PROBLEM TO SOLVE - Return the stretch of the Diana Al-Hadid interview from "A Conversation with" through "a time yet-to-be.", copied word for word.

DOCUMENT TEXT -
-------
SUSPICION OF ABSOLUTES:

A Conversation with Diana Al-Hadid

By July 03, 2019
Diana Al-Hadid, In Mortal Repose, 2013; bronze and cast concrete, 75 by 76 3/8 by 70 3/8 inches. Photo: Jason Wyche

To encounter Diana Al-Hadid’s work is to step into a liminal world, a tense and poetic in-between where illusory structures and figures appear suspended mid-mutation. The Brooklyn-based, Syrian-born artist transforms materials like polymer gypsum, fiberglass, bronze, steel, and aluminum foil into labyrinthine, monochromatic sculptures and wall panels that seem both solid and liquid, still and moving, vestiges of the past and beginnings of a time yet-to-be. 

It is fitting that Sublimations, an exhibition of Al-Hadid’s recent work in Nashville, is concurrently on view at two of the city’s foremost cultural and historic landmarks: the Frist Art Museum and at Cheekwood Estate and Gardens. The exhibition presents sculptures, wall panels, and drawings from Al-Hadid’s first major public art project, Delirious Matter, commissioned by the Madison Square Park Conservancy and mounted in 2018 throughout the New York park.
-------
DATASET ENTRIES -
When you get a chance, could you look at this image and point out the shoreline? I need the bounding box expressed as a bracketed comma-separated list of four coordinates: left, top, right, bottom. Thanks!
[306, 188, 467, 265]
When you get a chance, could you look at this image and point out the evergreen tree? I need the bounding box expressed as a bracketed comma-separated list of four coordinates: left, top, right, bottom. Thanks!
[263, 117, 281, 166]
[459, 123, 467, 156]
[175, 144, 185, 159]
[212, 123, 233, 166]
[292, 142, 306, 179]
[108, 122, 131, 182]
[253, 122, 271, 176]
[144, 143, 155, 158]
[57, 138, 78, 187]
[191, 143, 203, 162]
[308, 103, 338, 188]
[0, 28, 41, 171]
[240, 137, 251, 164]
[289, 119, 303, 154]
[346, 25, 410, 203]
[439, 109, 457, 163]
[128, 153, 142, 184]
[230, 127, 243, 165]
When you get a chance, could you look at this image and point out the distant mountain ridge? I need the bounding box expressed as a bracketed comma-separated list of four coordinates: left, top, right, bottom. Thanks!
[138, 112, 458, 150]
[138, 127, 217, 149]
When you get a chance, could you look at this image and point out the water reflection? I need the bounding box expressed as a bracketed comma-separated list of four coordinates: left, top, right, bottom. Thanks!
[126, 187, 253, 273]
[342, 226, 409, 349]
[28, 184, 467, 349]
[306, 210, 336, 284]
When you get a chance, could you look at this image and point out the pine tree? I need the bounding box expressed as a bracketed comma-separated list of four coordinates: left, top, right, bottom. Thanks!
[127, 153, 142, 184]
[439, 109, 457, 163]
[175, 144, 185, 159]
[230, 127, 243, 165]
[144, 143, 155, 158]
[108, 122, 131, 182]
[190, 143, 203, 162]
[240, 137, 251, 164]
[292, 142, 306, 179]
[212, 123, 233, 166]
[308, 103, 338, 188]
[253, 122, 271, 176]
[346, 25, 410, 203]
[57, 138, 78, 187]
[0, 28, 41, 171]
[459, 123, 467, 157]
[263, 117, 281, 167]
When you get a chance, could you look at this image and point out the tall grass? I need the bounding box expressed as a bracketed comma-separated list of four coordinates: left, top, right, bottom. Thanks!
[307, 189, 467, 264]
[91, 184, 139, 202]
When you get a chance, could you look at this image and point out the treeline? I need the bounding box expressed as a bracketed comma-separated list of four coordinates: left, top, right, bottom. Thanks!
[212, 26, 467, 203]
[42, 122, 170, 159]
-------
SOLUTION TO THIS EXERCISE -
A Conversation with Diana Al-Hadid

By July 03, 2019
Diana Al-Hadid, In Mortal Repose, 2013; bronze and cast concrete, 75 by 76 3/8 by 70 3/8 inches. Photo: Jason Wyche

To encounter Diana Al-Hadid’s work is to step into a liminal world, a tense and poetic in-between where illusory structures and figures appear suspended mid-mutation. The Brooklyn-based, Syrian-born artist transforms materials like polymer gypsum, fiberglass, bronze, steel, and aluminum foil into labyrinthine, monochromatic sculptures and wall panels that seem both solid and liquid, still and moving, vestiges of the past and beginnings of a time yet-to-be.